• Source material:

+ + + + + + +

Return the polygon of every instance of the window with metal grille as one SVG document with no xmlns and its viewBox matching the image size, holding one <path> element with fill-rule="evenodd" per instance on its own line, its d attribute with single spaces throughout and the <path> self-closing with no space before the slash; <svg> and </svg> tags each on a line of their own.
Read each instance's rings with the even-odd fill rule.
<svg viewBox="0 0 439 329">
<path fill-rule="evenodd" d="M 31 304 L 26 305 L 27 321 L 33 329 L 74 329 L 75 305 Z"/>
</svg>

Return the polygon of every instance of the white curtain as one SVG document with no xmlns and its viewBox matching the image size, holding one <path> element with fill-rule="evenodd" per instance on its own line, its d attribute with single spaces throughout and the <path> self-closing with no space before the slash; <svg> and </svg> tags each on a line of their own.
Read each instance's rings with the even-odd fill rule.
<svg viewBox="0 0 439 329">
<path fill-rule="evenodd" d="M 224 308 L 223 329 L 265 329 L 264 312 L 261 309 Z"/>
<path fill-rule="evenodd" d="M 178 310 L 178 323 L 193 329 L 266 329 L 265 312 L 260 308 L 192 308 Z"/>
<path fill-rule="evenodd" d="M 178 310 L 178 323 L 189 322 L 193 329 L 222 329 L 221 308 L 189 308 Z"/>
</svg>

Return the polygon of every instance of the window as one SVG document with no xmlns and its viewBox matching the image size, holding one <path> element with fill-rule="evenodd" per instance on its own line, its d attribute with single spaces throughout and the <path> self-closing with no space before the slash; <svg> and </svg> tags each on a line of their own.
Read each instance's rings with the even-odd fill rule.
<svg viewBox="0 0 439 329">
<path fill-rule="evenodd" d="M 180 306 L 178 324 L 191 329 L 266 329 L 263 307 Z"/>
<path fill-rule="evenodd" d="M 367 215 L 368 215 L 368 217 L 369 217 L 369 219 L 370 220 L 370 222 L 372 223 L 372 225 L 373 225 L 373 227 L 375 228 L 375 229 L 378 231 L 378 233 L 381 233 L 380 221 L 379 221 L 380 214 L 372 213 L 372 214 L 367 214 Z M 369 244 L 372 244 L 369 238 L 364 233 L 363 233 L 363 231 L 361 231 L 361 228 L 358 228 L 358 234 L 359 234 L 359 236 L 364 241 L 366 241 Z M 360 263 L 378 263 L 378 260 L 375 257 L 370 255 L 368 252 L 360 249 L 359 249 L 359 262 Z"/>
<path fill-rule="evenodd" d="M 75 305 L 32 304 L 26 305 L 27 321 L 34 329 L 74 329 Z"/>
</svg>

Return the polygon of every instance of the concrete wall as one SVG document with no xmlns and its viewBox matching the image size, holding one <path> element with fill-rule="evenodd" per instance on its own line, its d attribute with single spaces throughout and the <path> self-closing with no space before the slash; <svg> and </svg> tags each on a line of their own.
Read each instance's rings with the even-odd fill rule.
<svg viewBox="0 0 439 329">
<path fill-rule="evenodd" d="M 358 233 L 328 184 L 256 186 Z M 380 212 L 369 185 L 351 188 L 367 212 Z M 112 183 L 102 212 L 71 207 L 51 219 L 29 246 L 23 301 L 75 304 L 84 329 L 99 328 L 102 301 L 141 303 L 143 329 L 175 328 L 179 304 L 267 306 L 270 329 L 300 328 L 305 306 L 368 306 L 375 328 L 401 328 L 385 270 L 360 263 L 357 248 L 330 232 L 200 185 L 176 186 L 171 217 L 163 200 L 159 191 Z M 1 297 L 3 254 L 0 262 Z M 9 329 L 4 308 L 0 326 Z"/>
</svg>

+ + + + + + +

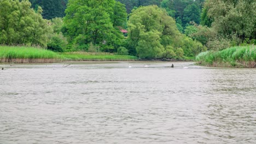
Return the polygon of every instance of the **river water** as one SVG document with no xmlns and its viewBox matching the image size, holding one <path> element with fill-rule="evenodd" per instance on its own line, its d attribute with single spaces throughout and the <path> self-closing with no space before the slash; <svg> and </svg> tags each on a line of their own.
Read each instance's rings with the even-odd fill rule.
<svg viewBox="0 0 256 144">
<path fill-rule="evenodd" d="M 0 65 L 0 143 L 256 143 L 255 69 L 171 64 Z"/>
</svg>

+ + + + + + +

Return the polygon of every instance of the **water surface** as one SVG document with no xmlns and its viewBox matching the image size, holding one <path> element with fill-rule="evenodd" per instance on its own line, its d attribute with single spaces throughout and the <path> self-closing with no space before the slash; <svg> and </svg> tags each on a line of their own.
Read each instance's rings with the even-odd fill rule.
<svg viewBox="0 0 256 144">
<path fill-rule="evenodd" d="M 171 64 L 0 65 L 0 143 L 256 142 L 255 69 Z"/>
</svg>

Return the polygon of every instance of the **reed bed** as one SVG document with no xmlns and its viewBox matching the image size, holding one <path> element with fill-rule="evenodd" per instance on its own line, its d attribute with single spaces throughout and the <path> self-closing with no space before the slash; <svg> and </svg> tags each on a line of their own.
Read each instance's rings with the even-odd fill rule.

+ + + + + + +

• Job:
Find every line in the material above that contains the string "window" with matching case, and copy each such line in full.

• Correct answer:
Return the polygon of every instance of the window with metal grille as one SVG document with no xmlns and its viewBox matching the image size, holding one <path> element with fill-rule="evenodd" per instance on its own line, its d attribute with single spaces throughout and the <path> self-closing with no space before the slash; <svg> and </svg> tags each on a line of their own.
Return the polygon of every instance of the window as one SVG document with no xmlns and its viewBox matching the image size, holding one <path> element with fill-rule="evenodd" per instance on its own line, its d attribute with single spaces throughout and the <path> self-closing with no space before the slash; <svg> and </svg> tags each on a line of their own.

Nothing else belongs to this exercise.